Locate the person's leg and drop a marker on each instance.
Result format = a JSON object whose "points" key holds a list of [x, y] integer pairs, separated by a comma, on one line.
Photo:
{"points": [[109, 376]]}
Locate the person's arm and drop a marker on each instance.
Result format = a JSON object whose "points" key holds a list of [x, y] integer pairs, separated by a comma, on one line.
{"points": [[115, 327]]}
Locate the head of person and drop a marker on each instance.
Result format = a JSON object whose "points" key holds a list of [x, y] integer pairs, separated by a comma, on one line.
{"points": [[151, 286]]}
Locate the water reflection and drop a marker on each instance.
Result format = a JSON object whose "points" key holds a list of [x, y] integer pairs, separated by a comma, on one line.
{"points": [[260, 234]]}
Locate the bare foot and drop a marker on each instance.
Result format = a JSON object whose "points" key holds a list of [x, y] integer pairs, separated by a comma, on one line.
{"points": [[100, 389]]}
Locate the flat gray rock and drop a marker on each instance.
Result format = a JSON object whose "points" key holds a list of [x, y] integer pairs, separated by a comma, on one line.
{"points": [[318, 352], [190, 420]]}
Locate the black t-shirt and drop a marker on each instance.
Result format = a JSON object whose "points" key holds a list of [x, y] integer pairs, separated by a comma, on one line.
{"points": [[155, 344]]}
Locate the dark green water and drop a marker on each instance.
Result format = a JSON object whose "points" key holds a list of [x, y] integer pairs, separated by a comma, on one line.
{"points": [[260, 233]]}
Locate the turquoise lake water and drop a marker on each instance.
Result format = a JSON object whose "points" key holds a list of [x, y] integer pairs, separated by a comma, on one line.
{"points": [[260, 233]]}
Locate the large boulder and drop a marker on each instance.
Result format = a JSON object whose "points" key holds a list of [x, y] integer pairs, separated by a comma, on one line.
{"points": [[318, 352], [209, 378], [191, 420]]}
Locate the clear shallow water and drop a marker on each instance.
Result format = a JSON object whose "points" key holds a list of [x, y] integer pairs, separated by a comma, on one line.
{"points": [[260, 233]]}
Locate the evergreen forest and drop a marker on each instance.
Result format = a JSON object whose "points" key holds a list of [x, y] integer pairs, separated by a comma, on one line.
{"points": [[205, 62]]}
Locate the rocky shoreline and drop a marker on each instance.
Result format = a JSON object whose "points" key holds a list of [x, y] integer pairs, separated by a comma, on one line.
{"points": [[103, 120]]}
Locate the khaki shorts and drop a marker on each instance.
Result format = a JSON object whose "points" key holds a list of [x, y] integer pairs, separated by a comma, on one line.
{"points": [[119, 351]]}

What needs to be done: From the first line to the last, print the listing above exactly.

Completed exercise:
Locate the person's leg and drop a marker on each instance.
Result format = a JSON object whose "points" key holds a list of [x, y] integer pairs, separated by a comma, on one line.
Photo:
{"points": [[109, 376]]}
Locate the person's arm and drop a marker on each instance.
Result format = a JSON object whose "points" key holds a list of [x, y] integer pairs, separated by a comma, on one line.
{"points": [[115, 327]]}
Locate the head of person and drop a marker on each instance.
Result format = a JSON object whose "points" key holds a list of [x, y] integer pairs, separated by a comma, on one line.
{"points": [[151, 286]]}
Locate the water reflection and drop a marker on each instance.
Result format = a JSON object whose "points" key holds a list of [x, y] integer pairs, separated by a comma, on one line.
{"points": [[260, 234]]}
Locate the bare foot and drop a marker on each instance.
Result format = a JSON object whose "points" key holds a list of [x, y] integer pairs, separated by a comma, on one line.
{"points": [[100, 389]]}
Locate the flat gray rock and drop a marker on each instance.
Result format = a JSON object whose "points" key holds a list of [x, y] integer pairs, separated by a comma, on one line.
{"points": [[318, 352], [190, 420]]}
Locate the black t-shirt and drop a marker on each instance.
Result format = a JSON object whose "points" key holds a list of [x, y] integer pairs, separated by a comma, on one line.
{"points": [[155, 344]]}
Locate the dark green water and drop a marker on each instance.
Result format = a JSON object whose "points" key holds a list of [x, y] integer pairs, separated by a comma, on one line.
{"points": [[260, 233]]}
Locate the turquoise lake water and drop a marker on each instance.
Result format = a JSON object whose "points" key holds a list of [x, y] integer pairs, separated by a comma, on one line.
{"points": [[260, 233]]}
Locate the large boulder and drop a marker on each instance.
Result format = a JSON object whose "points" key holds a list of [x, y] integer pairs, separated by a comma, on one line.
{"points": [[318, 352], [209, 378], [191, 420]]}
Locate the clear shallow water and drop a marker on each instance.
Result format = a JSON object whose "points" key holds a list of [x, y] integer pairs, separated by a comma, on one line.
{"points": [[260, 233]]}
Locate the evergreen forest and drop a marker on each instance.
Result format = a JSON object whose "points" key holds a list of [x, y] integer pairs, separated by a comma, on one line.
{"points": [[205, 62]]}
Locate the rocky shoreline and drop a marker on each instance.
Result format = a JSON object whose "points" key holds a list of [x, y] integer pairs, separated by a comma, on one line.
{"points": [[103, 120]]}
Locate the khaki shorts and drop a marker on each instance.
Result format = a JSON object whose "points" key holds a list of [x, y] integer pairs, separated by a comma, on one line.
{"points": [[119, 351]]}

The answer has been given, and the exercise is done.